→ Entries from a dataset
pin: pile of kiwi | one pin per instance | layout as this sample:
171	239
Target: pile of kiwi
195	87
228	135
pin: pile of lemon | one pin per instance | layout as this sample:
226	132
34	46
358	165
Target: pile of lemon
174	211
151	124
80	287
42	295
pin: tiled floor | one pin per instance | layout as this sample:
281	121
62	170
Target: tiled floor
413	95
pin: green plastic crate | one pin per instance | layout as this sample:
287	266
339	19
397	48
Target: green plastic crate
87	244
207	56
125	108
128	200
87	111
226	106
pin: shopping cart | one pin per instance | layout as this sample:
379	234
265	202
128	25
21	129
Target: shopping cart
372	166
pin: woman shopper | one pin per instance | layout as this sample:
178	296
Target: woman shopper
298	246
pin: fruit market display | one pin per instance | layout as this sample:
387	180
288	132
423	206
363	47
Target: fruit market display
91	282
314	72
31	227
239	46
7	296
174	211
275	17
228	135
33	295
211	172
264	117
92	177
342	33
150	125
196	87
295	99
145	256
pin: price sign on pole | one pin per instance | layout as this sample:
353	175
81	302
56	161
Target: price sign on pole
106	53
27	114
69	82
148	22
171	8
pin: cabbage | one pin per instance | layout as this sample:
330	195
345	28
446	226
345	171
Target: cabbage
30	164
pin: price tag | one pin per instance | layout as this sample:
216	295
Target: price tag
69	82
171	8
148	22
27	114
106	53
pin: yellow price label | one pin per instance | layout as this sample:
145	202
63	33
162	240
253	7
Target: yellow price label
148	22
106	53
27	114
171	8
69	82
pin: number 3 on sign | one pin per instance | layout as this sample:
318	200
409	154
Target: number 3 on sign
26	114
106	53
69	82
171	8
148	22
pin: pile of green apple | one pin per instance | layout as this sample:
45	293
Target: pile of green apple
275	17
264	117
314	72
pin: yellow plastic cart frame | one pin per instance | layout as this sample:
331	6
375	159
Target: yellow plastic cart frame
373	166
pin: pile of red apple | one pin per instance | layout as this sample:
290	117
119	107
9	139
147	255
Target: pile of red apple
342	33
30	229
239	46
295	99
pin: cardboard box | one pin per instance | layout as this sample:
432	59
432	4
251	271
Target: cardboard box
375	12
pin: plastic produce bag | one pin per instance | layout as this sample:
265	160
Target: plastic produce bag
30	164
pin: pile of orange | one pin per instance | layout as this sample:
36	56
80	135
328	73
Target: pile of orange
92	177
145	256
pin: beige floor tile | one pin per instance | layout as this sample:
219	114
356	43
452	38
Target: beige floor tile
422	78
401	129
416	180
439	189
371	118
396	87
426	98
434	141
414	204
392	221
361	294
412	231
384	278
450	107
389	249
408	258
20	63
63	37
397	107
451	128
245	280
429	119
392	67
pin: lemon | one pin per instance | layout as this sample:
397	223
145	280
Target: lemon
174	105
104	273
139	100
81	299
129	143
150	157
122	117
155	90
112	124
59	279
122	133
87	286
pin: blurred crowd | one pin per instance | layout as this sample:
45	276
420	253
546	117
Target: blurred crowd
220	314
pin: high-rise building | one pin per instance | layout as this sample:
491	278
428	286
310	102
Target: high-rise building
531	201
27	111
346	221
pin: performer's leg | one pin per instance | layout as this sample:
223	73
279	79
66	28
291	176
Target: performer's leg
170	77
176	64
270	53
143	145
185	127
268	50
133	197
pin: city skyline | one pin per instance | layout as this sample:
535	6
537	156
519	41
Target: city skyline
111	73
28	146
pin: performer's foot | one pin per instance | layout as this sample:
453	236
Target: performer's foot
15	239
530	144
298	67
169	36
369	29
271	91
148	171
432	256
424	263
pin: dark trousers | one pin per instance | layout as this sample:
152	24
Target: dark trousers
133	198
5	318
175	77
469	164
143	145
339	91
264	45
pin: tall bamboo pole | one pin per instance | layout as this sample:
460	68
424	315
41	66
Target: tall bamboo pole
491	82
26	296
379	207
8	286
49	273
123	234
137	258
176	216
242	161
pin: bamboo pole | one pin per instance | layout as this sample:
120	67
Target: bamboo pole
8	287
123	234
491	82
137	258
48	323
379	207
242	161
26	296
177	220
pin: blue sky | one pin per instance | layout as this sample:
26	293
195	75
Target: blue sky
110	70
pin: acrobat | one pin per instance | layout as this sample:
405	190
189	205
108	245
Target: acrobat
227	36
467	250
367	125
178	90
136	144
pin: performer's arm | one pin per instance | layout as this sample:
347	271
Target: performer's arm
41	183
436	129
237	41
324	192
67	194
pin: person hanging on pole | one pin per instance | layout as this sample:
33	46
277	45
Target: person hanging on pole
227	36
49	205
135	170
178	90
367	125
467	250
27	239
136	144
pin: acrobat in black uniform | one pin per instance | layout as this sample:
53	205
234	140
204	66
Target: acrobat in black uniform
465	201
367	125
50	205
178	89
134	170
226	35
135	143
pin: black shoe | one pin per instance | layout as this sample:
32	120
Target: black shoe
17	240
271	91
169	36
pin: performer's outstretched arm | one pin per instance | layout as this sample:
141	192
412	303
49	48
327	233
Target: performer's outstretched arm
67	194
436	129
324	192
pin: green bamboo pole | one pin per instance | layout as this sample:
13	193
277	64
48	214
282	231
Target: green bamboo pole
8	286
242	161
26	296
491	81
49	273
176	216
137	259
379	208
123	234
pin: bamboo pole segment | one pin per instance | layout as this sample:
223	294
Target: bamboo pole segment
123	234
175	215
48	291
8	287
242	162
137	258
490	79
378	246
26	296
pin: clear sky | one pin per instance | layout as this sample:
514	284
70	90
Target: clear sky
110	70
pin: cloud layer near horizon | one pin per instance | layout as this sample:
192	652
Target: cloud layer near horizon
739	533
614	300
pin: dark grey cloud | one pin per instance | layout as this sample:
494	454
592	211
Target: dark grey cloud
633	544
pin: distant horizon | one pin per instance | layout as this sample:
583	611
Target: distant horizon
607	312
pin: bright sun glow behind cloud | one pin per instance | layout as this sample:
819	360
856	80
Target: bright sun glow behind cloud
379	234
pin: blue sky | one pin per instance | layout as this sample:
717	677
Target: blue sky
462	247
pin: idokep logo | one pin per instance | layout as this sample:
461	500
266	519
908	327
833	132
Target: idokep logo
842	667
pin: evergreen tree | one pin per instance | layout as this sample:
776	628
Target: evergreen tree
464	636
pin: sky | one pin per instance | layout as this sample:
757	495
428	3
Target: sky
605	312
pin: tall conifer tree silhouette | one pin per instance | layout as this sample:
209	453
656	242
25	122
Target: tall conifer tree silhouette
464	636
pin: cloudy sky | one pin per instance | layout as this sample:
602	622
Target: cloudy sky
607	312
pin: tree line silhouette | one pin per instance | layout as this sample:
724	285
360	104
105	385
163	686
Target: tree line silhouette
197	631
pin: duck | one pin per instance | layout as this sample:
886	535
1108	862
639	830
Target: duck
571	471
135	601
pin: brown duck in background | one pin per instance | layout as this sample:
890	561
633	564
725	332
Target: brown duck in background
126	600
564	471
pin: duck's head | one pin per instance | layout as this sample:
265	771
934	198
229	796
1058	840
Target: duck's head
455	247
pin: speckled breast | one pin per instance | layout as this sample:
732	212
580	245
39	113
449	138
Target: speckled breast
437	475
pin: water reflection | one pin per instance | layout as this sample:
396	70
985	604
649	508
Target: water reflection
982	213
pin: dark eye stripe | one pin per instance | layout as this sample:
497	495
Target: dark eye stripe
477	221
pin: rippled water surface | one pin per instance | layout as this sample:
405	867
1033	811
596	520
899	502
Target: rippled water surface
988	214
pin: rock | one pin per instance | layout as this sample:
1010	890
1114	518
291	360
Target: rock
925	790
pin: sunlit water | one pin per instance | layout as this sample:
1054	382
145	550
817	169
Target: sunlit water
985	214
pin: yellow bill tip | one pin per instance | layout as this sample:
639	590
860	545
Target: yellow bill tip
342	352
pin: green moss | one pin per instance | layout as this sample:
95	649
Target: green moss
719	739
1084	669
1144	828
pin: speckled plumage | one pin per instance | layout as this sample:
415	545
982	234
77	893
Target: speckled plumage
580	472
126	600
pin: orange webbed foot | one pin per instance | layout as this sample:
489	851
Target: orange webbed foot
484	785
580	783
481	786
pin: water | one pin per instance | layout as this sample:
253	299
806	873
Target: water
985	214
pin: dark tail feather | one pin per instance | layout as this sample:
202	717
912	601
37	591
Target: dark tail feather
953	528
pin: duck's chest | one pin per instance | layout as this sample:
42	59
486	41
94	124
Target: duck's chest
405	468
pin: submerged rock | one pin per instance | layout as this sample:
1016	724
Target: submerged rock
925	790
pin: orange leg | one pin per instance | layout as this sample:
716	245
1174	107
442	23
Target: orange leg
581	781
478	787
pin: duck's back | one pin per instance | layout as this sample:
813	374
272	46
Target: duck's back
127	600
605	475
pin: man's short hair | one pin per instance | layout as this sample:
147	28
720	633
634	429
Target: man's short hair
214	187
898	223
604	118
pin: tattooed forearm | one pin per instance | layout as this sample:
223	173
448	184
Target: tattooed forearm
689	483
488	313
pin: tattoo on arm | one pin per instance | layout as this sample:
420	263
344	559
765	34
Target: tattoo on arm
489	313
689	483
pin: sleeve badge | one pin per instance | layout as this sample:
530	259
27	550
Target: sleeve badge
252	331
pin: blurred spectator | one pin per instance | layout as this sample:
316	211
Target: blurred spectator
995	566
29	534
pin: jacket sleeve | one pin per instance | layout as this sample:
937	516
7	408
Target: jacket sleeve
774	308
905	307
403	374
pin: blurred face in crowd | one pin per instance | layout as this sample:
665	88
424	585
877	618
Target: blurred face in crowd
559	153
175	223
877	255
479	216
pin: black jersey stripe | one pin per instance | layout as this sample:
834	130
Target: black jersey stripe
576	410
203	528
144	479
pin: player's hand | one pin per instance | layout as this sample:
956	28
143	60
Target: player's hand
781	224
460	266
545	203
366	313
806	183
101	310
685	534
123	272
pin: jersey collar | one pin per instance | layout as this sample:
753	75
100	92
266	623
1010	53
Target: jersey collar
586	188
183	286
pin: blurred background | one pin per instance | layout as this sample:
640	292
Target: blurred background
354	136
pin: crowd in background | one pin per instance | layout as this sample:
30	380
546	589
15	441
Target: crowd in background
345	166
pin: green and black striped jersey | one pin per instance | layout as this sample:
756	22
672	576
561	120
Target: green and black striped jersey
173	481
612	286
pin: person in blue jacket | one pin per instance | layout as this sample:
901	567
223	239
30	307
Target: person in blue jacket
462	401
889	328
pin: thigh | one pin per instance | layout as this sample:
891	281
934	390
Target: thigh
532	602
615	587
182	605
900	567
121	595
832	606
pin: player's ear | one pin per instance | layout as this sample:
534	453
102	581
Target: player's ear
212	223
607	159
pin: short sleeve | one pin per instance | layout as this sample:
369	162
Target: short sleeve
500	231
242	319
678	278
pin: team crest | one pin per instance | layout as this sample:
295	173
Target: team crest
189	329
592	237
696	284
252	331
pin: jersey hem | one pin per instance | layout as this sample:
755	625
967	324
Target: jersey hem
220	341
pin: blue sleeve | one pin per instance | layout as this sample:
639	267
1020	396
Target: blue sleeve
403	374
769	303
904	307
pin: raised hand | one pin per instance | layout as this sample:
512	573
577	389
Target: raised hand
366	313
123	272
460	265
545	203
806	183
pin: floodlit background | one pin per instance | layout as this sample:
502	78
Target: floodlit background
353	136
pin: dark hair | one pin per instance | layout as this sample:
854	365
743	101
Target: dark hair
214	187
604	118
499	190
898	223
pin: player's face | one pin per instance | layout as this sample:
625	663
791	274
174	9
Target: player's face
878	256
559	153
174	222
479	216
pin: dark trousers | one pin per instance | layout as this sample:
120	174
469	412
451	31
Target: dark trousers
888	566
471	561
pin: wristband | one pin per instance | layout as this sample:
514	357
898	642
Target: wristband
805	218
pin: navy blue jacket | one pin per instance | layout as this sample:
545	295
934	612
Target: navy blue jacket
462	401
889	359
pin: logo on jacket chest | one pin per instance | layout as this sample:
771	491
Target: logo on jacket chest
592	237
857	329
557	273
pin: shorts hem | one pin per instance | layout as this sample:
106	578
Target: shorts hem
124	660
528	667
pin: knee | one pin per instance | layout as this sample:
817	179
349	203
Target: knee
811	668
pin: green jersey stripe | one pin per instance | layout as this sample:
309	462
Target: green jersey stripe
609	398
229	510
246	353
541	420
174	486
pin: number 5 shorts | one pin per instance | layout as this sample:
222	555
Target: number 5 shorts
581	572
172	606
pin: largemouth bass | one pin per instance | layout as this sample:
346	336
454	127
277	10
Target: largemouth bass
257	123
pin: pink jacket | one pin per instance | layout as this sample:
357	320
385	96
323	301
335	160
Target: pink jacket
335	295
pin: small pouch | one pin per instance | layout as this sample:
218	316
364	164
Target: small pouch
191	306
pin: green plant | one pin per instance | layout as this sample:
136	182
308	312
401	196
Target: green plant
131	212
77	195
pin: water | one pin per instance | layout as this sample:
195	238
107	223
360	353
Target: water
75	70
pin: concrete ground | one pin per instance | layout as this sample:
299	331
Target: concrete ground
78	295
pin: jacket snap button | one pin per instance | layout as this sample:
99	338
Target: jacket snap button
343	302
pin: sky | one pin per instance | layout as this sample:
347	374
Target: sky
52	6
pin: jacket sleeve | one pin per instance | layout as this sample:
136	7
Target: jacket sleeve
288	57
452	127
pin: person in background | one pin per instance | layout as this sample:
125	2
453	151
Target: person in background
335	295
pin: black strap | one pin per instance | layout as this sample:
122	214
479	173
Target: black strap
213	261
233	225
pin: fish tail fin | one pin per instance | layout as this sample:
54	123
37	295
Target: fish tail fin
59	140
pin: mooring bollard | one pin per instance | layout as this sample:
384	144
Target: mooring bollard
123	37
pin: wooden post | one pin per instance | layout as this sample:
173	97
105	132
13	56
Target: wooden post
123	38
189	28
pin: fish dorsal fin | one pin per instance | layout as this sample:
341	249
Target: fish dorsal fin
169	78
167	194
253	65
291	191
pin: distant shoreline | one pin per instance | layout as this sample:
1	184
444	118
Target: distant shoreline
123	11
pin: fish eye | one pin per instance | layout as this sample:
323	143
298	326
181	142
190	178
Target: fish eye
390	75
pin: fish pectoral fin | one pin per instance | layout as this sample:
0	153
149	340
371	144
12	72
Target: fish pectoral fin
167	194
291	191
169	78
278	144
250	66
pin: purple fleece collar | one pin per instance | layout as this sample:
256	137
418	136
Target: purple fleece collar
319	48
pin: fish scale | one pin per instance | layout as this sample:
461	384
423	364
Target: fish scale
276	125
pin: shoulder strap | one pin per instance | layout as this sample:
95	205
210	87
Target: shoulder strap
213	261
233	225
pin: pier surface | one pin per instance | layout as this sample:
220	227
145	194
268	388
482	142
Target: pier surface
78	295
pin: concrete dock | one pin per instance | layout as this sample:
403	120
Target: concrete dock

→ Instructions for the task
Format the lines as a numbered list, starting at the line containing "pin: purple fleece" and ending at the final line of the entries. Leave out any blank lines.

→ Answer in full
1. pin: purple fleece collar | one pin per instance | layout as this sample:
2. 256	137
3. 418	136
4. Target: purple fleece collar
5. 319	48
6. pin: fish scale | one pin per instance | layout as this sample:
7. 461	384
8. 423	364
9. Target: fish scale
10. 276	125
11. pin: shoulder strap | one pin per instance | layout as this sample:
12. 95	205
13. 210	87
14. Target: shoulder strap
15. 213	261
16. 233	225
17. pin: pier surface | one pin per instance | layout as this sample:
18. 220	227
19. 145	194
20. 268	388
21. 482	142
22. Target: pier surface
23. 78	295
24. pin: concrete dock | one pin per instance | layout as this sample:
25. 403	120
26. Target: concrete dock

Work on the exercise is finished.